* TASK TO COMPLETE
After locating the line with "[point] teal decor" in the data that follows, return it and every later line exactly, up to and including the line with "[point] white kitchen".

=== Section Start ===

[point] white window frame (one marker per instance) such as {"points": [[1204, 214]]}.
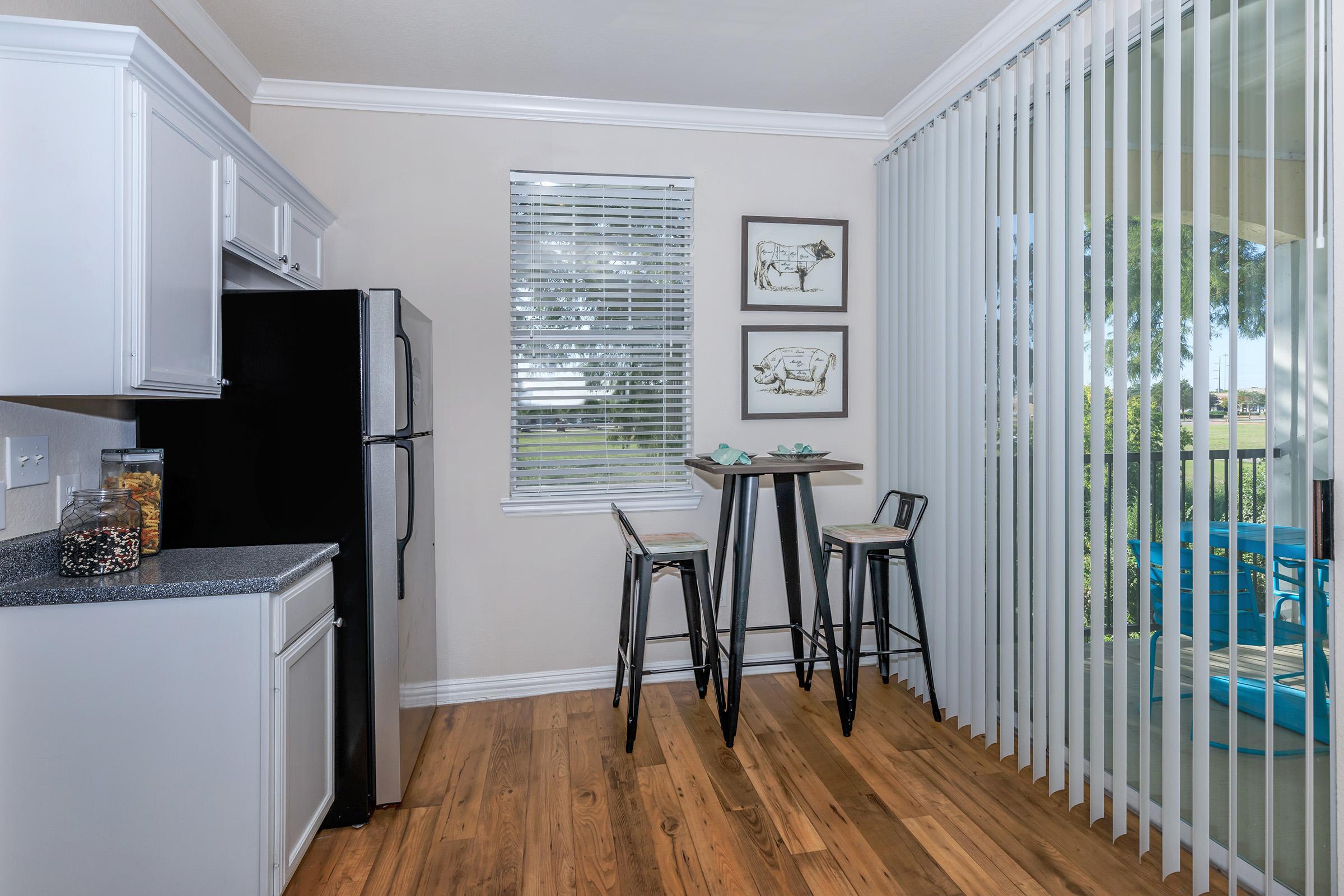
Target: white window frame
{"points": [[597, 500]]}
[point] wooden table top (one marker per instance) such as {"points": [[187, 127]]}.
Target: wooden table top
{"points": [[767, 465]]}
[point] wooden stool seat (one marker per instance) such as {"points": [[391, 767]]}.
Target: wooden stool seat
{"points": [[866, 534], [674, 543]]}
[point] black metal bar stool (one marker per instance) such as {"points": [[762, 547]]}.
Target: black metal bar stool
{"points": [[689, 554], [875, 547]]}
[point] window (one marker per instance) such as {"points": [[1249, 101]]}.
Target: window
{"points": [[600, 346]]}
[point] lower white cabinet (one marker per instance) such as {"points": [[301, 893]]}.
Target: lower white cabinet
{"points": [[303, 734], [166, 747]]}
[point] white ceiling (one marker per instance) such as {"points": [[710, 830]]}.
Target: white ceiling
{"points": [[847, 57]]}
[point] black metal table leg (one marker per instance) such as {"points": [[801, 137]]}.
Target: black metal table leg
{"points": [[721, 555], [744, 544], [819, 577], [788, 511]]}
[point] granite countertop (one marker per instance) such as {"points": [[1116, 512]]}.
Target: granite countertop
{"points": [[29, 573]]}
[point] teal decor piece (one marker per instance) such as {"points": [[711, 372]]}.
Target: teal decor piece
{"points": [[729, 456]]}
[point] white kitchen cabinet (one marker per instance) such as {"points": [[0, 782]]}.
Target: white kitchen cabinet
{"points": [[303, 246], [118, 217], [253, 214], [167, 746], [175, 261], [304, 738]]}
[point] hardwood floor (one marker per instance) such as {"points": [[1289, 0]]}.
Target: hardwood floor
{"points": [[536, 796]]}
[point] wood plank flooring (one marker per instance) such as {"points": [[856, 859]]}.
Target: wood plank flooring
{"points": [[538, 797]]}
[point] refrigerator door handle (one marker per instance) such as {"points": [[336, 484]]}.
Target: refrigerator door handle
{"points": [[409, 446], [410, 394]]}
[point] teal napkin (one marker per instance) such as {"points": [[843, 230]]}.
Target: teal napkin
{"points": [[729, 456]]}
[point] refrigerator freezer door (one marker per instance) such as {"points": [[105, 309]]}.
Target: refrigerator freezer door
{"points": [[405, 637], [414, 371], [418, 610], [398, 359]]}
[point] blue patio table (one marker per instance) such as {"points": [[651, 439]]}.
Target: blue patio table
{"points": [[1289, 703]]}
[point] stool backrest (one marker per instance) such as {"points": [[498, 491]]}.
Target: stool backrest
{"points": [[632, 538], [911, 508]]}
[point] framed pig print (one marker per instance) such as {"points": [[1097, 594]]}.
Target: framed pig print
{"points": [[795, 372], [795, 265]]}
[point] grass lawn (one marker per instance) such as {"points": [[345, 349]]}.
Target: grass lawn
{"points": [[1250, 433]]}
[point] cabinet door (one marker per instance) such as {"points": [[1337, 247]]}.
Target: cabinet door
{"points": [[175, 260], [304, 755], [253, 213], [303, 246]]}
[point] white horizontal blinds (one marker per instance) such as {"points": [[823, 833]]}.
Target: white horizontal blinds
{"points": [[1201, 479], [1022, 453], [1057, 433], [1146, 423], [600, 334], [978, 438], [992, 110], [1173, 735], [1007, 102], [1097, 450], [1040, 347], [1120, 432], [1074, 422]]}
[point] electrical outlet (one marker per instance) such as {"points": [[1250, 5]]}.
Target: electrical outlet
{"points": [[26, 461], [66, 483]]}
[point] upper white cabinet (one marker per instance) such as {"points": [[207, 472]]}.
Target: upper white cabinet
{"points": [[124, 186], [303, 246], [175, 274], [253, 210]]}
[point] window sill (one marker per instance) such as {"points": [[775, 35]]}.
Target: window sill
{"points": [[572, 504]]}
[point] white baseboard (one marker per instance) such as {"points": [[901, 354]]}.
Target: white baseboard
{"points": [[530, 684]]}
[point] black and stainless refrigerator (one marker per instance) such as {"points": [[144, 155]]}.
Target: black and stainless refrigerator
{"points": [[324, 432]]}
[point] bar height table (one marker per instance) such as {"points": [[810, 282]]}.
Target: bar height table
{"points": [[741, 489]]}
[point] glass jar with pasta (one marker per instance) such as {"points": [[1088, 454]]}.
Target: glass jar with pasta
{"points": [[142, 470]]}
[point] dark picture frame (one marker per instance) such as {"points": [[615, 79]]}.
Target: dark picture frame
{"points": [[790, 268], [752, 368]]}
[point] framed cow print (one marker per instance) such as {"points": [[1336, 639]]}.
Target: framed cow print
{"points": [[795, 265], [795, 372]]}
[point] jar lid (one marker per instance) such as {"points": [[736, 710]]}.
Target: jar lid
{"points": [[99, 494], [132, 456]]}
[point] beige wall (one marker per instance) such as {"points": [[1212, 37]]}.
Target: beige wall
{"points": [[422, 204], [148, 18], [78, 429]]}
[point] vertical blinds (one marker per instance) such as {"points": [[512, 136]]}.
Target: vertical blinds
{"points": [[601, 332], [1038, 288]]}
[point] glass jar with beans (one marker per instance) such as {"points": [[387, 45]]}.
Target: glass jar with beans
{"points": [[100, 533], [142, 470]]}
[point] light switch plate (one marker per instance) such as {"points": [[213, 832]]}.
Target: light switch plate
{"points": [[66, 483], [26, 461]]}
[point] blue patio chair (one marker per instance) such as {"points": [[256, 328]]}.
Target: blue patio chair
{"points": [[1249, 621]]}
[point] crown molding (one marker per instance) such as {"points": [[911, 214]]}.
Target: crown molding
{"points": [[203, 31], [969, 65], [323, 95]]}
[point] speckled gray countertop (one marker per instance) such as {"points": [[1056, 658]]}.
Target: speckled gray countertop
{"points": [[29, 577]]}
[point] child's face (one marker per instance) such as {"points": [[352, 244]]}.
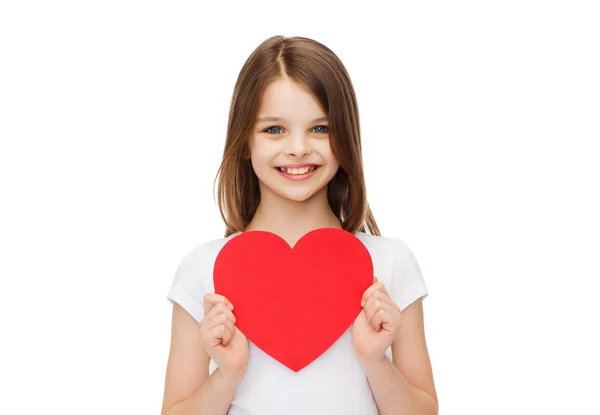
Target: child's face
{"points": [[295, 139]]}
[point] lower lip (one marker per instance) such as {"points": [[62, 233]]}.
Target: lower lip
{"points": [[298, 177]]}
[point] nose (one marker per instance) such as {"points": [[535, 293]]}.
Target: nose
{"points": [[297, 146]]}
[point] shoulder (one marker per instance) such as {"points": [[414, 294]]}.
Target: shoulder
{"points": [[193, 278], [385, 247], [204, 252]]}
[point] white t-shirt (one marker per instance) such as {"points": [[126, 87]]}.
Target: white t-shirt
{"points": [[334, 383]]}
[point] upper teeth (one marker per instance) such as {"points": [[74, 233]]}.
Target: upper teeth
{"points": [[301, 170]]}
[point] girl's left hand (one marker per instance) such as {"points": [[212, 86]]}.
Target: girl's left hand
{"points": [[377, 325]]}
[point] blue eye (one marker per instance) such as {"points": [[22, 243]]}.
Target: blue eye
{"points": [[276, 126]]}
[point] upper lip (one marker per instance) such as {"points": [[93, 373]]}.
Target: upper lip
{"points": [[297, 166]]}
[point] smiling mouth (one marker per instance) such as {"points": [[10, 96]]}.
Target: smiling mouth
{"points": [[298, 171]]}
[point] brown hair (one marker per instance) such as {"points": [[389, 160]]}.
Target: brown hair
{"points": [[308, 63]]}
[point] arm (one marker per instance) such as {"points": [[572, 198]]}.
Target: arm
{"points": [[213, 397], [405, 386], [189, 390]]}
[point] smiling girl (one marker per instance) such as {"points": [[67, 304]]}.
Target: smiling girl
{"points": [[292, 164]]}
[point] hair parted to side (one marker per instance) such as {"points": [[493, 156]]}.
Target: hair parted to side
{"points": [[311, 64]]}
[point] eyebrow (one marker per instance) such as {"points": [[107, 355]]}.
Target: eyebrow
{"points": [[281, 119]]}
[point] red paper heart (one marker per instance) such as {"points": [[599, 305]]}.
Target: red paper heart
{"points": [[294, 303]]}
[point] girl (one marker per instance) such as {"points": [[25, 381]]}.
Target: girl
{"points": [[292, 163]]}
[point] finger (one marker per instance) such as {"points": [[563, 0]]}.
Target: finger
{"points": [[218, 309], [383, 319], [219, 335], [375, 287], [374, 307], [378, 295], [226, 319], [211, 300], [227, 336]]}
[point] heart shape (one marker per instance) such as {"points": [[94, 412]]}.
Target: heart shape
{"points": [[294, 303]]}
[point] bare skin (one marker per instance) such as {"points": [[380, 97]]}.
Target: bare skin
{"points": [[291, 209]]}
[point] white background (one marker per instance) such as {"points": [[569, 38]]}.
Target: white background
{"points": [[480, 126]]}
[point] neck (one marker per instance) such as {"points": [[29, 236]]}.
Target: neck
{"points": [[291, 219]]}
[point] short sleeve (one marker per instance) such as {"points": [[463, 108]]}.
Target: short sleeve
{"points": [[188, 287], [407, 283]]}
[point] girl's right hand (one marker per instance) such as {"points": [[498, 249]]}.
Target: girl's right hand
{"points": [[222, 340]]}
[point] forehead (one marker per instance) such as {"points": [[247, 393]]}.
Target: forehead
{"points": [[288, 101]]}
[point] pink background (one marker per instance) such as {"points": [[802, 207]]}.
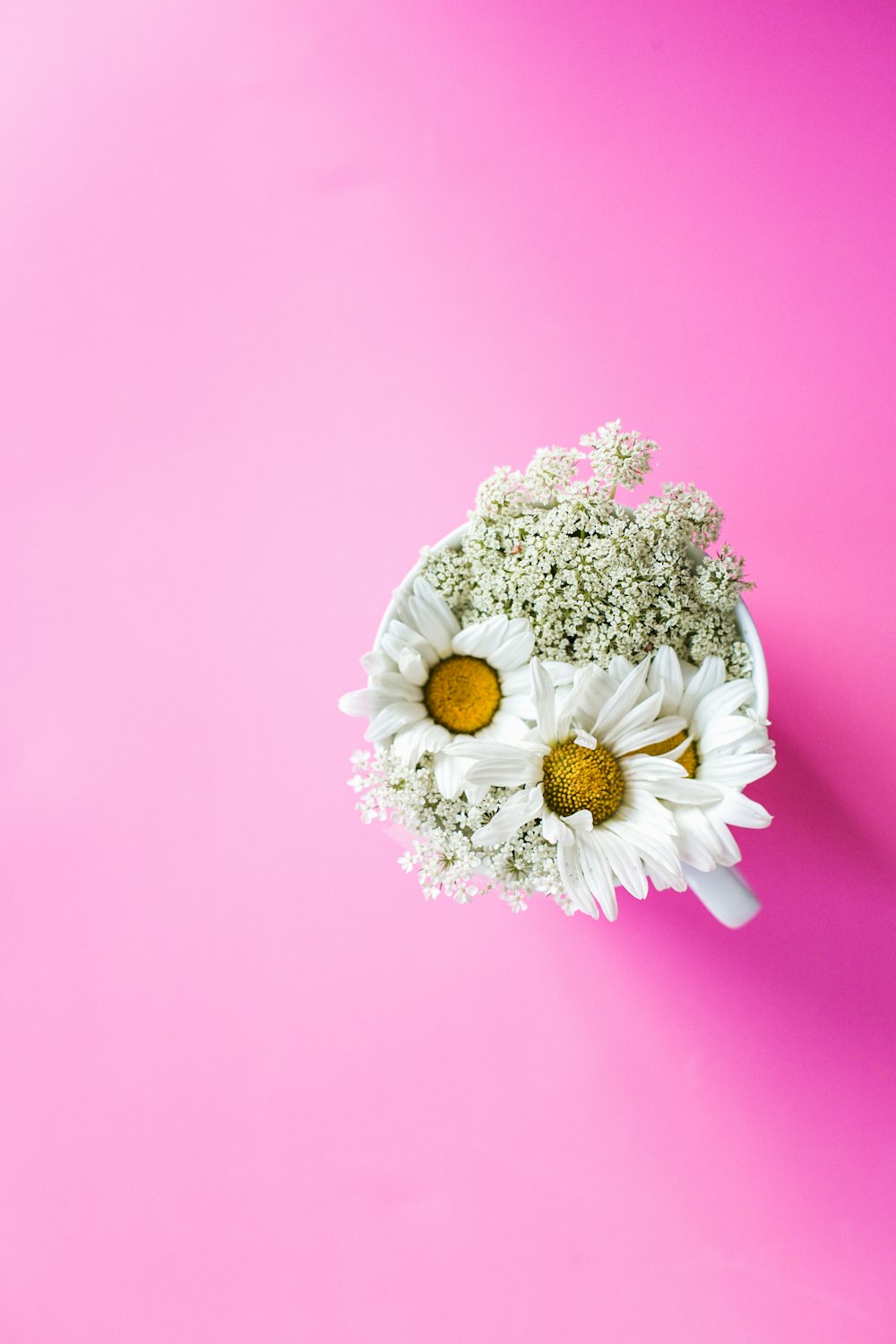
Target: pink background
{"points": [[281, 282]]}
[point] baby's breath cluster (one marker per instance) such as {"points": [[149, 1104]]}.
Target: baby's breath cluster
{"points": [[441, 849], [592, 577]]}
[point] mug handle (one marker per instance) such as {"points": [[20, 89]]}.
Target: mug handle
{"points": [[724, 894]]}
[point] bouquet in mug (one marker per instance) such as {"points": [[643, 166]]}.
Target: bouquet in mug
{"points": [[567, 695]]}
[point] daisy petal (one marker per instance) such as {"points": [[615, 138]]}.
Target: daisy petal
{"points": [[519, 808], [634, 739], [358, 703], [598, 875], [739, 811], [449, 774], [737, 769], [413, 667], [410, 744], [481, 639], [624, 859], [724, 701], [435, 631], [392, 718], [710, 675], [621, 702], [514, 650], [665, 676], [573, 882], [546, 702], [555, 831], [694, 793]]}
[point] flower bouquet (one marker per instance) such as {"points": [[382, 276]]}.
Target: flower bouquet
{"points": [[567, 695]]}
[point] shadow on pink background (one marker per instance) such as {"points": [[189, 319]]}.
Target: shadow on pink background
{"points": [[281, 282]]}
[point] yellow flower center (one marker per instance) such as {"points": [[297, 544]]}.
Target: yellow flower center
{"points": [[578, 779], [688, 757], [462, 694]]}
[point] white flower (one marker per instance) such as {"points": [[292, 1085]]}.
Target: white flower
{"points": [[432, 683], [575, 773], [724, 747], [616, 457]]}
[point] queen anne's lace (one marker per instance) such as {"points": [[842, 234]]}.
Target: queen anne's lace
{"points": [[595, 581]]}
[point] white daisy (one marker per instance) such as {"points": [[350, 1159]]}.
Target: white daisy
{"points": [[723, 746], [581, 771], [432, 683]]}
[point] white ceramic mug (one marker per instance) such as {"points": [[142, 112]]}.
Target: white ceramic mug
{"points": [[723, 892]]}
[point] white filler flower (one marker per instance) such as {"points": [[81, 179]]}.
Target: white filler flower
{"points": [[433, 683], [723, 746], [583, 774]]}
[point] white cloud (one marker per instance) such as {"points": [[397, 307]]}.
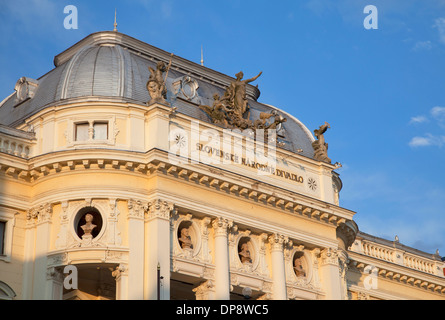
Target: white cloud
{"points": [[418, 119], [427, 140]]}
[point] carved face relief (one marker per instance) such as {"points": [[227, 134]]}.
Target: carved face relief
{"points": [[244, 251], [185, 236], [299, 265], [89, 223]]}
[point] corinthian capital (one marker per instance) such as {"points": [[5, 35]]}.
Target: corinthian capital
{"points": [[329, 256], [135, 209], [42, 213], [277, 241], [159, 209], [221, 226]]}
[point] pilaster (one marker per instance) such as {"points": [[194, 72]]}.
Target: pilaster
{"points": [[158, 249], [222, 276], [277, 243]]}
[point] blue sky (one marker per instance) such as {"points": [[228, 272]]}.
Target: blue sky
{"points": [[382, 90]]}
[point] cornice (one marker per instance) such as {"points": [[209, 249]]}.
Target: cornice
{"points": [[45, 166], [397, 273]]}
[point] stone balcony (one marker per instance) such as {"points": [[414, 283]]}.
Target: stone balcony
{"points": [[16, 142], [399, 254]]}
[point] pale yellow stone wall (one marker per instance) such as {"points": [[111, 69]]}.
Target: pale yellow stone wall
{"points": [[134, 133]]}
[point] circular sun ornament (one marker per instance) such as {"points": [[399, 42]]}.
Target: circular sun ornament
{"points": [[180, 140], [312, 184]]}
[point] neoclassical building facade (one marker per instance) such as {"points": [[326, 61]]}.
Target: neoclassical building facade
{"points": [[137, 174]]}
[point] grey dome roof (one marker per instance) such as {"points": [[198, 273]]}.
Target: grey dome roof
{"points": [[114, 65]]}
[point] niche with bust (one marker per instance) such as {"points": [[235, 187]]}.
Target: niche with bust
{"points": [[245, 251], [299, 264], [186, 236], [88, 223]]}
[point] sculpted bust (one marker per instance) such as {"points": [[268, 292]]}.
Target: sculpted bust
{"points": [[244, 254], [298, 268], [185, 240], [88, 226]]}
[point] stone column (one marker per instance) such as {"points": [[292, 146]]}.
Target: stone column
{"points": [[158, 249], [136, 245], [277, 243], [121, 276], [330, 273], [28, 264], [54, 284], [43, 215], [222, 277]]}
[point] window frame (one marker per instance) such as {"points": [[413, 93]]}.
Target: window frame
{"points": [[71, 133], [8, 217]]}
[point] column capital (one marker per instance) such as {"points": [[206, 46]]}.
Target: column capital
{"points": [[120, 270], [41, 213], [205, 291], [54, 274], [159, 209], [329, 256], [135, 209], [221, 226], [278, 241]]}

=== Section End ===

* ANSWER BOX
[point] teal decor piece (one marker per instance) such as {"points": [[711, 372]]}.
Target: teal decor piece
{"points": [[729, 456]]}
[point] white kitchen cabinet (one marker per instance) such as {"points": [[0, 782]]}.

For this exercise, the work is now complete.